Problem set:
1) In the article on the foot-and-mouth outbreak, rewrite the paragraph beginning "He added that roadblocks" as a short bulleted list that keeps its main facts.
2) Write the next part of the article on the foot-and-mouth outbreak in the northern regions, continuing after its final paragraph.

Foot-and-Mouth Disease Breaks Out in Northern Regions

THE ministry of agriculture, water and forestry has reported an outbreak of foot-and-mouth disease in Ohangwena and Oshikoto regions.

In a press release last week, the acting permanent secretary of the ministry, Abraham Nehemia, said this disease was detected on 11 May at Ondama yOmunghete crush pen and on 12 May at Okalupalona and Onehanga crush pens in the Okongo constituency of the Ohangwena region.

The second outbreak was detected on 13 May at Okakango village in the Onkankolo constituency of the Oshikoto region.

According to Nehemia, the presence of the disease, that can also spread to other central northern regions, was confirmed by the central veterinary laboratory in Windhoek on 12 May.

He said the directorate of veterinary services, has subdivided the Northern Communal Areas into infected, containment and surveillance areas.

The surveillance areas will be subjected to intensive livestock inspections to detect the disease.

Nehemia said the ministry has aised the farmers not to move cattle, goats, sheep, pigs and other animals from these areas. He also said meat, manure, hides and skins, horns, bones, trophies and other potentially infectious materials such as thatch grass, hay and crop residue should also not be moved from, into and within the infected and containment areas to any part of the country.

Nehemia said movement outside the containment areas must be authorised by the directorate of veterinary services which will issue movement permits.

He added that roadblocks will be set up at strategic points to stop unauthorised movements of animals and animal products and for the disinfection of vehicles and shoes. Nehemia said all animal movements across the Namibian-Angolan border are suspended with immediate effect. He said movements of animals from south of the veterinary cordon fence to the northern communal area are suspended and all movement permits that had been issued are cancelled until further notice.

Excerpted records:
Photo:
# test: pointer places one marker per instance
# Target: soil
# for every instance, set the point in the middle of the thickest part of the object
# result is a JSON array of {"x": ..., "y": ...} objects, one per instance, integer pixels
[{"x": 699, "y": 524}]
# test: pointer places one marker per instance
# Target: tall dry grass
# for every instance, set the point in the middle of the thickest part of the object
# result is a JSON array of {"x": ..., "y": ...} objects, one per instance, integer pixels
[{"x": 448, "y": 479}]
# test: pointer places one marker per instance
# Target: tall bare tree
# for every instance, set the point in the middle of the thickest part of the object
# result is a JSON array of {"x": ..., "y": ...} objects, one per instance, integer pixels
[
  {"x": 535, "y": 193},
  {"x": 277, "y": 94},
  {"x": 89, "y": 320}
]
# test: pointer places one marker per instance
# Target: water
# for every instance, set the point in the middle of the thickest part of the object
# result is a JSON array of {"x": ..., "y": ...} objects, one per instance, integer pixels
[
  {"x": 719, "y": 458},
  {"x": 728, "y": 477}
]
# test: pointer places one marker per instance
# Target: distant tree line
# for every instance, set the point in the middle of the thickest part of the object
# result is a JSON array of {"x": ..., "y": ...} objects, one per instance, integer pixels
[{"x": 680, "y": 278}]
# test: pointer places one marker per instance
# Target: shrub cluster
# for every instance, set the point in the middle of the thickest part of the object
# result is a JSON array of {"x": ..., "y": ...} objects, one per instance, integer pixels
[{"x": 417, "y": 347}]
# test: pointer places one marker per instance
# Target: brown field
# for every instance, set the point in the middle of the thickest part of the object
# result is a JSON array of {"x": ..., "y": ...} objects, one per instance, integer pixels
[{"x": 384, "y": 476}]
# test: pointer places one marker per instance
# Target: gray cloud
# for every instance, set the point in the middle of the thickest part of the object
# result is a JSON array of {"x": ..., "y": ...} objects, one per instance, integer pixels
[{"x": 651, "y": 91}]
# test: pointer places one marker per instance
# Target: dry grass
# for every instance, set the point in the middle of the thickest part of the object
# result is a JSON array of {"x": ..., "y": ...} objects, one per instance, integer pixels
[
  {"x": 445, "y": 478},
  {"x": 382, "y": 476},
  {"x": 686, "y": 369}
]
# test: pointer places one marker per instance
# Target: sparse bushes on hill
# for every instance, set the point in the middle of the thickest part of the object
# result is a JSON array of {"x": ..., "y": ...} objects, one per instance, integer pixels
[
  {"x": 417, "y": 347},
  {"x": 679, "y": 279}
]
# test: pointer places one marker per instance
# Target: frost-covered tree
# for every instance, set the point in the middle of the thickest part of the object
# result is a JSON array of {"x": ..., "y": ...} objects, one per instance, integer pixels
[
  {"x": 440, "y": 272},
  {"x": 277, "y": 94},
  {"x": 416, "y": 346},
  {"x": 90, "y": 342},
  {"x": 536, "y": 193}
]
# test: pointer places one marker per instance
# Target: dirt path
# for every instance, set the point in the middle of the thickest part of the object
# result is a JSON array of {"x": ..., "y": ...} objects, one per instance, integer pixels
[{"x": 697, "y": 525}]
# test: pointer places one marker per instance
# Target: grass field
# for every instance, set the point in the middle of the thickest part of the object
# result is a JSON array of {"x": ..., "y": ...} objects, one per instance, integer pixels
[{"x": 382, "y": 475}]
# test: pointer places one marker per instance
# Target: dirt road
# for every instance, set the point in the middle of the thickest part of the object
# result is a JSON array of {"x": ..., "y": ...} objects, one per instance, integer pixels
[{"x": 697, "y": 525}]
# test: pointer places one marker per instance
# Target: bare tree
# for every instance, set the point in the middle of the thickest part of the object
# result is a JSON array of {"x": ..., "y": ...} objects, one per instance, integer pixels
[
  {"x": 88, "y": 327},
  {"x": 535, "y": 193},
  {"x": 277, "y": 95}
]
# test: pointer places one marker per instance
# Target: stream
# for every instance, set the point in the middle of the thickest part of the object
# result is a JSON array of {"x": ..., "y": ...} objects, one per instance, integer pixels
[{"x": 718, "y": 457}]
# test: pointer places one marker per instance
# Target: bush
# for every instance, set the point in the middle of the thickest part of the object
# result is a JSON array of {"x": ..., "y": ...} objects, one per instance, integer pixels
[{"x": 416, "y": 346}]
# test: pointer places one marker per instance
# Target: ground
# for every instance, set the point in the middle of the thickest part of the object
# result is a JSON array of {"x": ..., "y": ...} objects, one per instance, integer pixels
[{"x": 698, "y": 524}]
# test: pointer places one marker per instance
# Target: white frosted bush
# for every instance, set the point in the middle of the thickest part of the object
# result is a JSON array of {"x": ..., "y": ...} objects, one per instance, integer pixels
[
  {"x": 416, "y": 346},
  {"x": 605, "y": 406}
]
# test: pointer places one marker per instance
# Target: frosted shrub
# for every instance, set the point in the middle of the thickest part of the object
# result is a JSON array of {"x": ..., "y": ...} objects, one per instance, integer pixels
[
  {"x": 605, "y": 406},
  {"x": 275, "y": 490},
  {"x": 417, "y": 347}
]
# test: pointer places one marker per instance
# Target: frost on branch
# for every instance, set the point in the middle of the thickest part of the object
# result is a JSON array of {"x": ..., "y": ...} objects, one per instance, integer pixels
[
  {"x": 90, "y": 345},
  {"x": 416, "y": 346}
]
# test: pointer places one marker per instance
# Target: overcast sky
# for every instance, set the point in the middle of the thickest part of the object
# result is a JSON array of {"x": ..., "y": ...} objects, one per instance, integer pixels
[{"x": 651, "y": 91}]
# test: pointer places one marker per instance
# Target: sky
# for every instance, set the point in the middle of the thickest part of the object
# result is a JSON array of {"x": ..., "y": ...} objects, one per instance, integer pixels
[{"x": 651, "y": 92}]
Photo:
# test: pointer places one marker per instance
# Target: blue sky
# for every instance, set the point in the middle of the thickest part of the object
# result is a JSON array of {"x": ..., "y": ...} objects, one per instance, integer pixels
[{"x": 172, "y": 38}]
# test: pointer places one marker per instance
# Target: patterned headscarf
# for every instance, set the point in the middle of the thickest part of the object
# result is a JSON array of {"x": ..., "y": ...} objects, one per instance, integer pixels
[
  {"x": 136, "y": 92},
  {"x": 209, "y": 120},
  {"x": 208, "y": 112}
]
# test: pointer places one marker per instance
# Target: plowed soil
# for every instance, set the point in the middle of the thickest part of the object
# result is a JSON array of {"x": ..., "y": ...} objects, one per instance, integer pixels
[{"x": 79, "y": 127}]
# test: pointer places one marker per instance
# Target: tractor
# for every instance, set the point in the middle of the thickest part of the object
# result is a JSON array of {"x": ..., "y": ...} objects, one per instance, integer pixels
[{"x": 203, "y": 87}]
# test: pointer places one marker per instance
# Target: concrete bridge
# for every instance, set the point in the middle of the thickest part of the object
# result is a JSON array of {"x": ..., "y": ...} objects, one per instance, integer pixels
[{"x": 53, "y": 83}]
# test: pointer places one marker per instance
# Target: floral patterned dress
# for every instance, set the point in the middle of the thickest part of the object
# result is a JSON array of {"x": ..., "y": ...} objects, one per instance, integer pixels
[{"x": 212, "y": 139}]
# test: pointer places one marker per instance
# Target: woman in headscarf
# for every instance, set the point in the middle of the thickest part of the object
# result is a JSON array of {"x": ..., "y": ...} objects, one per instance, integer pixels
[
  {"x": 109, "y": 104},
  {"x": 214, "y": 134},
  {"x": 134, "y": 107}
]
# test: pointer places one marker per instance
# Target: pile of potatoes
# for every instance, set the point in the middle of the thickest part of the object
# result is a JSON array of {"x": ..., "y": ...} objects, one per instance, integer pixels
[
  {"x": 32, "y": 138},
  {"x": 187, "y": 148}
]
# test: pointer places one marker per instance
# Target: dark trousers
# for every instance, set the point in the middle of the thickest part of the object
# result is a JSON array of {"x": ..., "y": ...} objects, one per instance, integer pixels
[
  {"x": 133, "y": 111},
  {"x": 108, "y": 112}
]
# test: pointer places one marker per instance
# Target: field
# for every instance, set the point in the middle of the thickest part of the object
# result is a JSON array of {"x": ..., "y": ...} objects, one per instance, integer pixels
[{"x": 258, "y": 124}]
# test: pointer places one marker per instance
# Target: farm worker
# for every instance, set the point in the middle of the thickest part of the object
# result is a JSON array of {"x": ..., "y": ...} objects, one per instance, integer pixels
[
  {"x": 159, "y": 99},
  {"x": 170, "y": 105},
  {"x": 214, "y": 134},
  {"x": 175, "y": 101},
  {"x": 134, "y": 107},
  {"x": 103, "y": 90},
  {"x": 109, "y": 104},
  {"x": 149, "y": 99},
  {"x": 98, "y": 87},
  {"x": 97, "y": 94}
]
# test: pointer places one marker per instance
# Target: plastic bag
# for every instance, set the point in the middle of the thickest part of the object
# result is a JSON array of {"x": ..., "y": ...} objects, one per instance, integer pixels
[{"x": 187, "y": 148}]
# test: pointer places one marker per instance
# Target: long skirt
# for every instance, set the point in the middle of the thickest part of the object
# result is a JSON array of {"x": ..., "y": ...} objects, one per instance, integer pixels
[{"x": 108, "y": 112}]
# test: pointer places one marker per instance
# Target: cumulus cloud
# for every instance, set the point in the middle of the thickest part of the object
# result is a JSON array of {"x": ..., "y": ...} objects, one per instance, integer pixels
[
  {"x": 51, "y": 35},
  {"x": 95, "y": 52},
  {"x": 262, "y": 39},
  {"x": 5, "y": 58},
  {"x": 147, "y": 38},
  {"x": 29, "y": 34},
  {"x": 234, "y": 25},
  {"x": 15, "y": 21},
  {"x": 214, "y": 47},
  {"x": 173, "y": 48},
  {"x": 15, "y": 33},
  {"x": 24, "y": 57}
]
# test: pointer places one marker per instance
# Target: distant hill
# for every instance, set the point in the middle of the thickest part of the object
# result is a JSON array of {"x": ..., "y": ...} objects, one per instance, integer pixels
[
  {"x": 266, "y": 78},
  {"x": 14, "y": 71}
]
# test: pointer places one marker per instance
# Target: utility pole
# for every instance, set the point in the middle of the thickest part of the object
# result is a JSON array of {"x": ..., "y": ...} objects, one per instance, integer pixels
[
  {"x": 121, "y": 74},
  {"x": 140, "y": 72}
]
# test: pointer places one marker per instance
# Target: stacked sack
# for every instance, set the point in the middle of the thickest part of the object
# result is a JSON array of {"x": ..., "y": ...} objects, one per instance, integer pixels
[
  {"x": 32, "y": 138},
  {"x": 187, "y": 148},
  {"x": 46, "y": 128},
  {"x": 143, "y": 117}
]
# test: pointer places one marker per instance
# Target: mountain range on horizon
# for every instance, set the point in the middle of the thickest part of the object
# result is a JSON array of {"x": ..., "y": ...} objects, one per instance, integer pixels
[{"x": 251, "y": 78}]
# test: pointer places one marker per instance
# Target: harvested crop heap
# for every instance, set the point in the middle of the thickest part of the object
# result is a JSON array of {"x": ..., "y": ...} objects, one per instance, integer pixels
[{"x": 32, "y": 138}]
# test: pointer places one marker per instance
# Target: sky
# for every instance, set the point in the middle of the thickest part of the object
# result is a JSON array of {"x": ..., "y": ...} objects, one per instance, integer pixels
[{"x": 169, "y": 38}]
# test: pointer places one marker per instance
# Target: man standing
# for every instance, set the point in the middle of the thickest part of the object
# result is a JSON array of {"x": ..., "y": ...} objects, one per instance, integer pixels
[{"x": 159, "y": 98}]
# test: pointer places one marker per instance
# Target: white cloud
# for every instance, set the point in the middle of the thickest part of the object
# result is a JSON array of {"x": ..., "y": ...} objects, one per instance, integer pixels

Answers by task:
1)
- Roadblocks will be set up at strategic points to stop unauthorized movement of animals and animal products and to disinfect vehicles and shoes.
- All animal movement across the Namibian-Angolan border is suspended immediately.
- Animal movement from south of the veterinary cordon fence into the northern communal area is suspended.
- All movement permits already issued are canceled until further notice.

2)
The directorate had deployed surveillance teams to investigate the extent of the disease outbreak and to determine the source. Farmers and members of the public are requested to report any animal showing signs consistent with foot-and-mouth disease to their nearest veterinary office or police.

The signs include salivation the animal not eating limping reluctance to move fever blisters and ulcers on the tongue, gum and on the hooves. A vaccination programme has been launched and farmers are requested to bring their cattle to the nearest crush pen when asked to do so.

Meanwhile, John Shoopala, the deputy chief veterinary officer, held a meeting with farmers at Eenhana in Ohangwena region last week where he told farmers of the outbreak and what measures had been put in place.

According to Shoopala, two buffaloes were sighted in the Ongenga and Okongo constituencies at the end of last year and both were killed.

“This disease could have been spread by the two buffaloes,” Shoopala said adding that they might have come from southern Angola.

Shoopala said the directorate had already met its Angolan counterparts to discuss the matter.

The outbreak is also linked to the closure of the Meatco abattoir at Oshakati in Oshana region.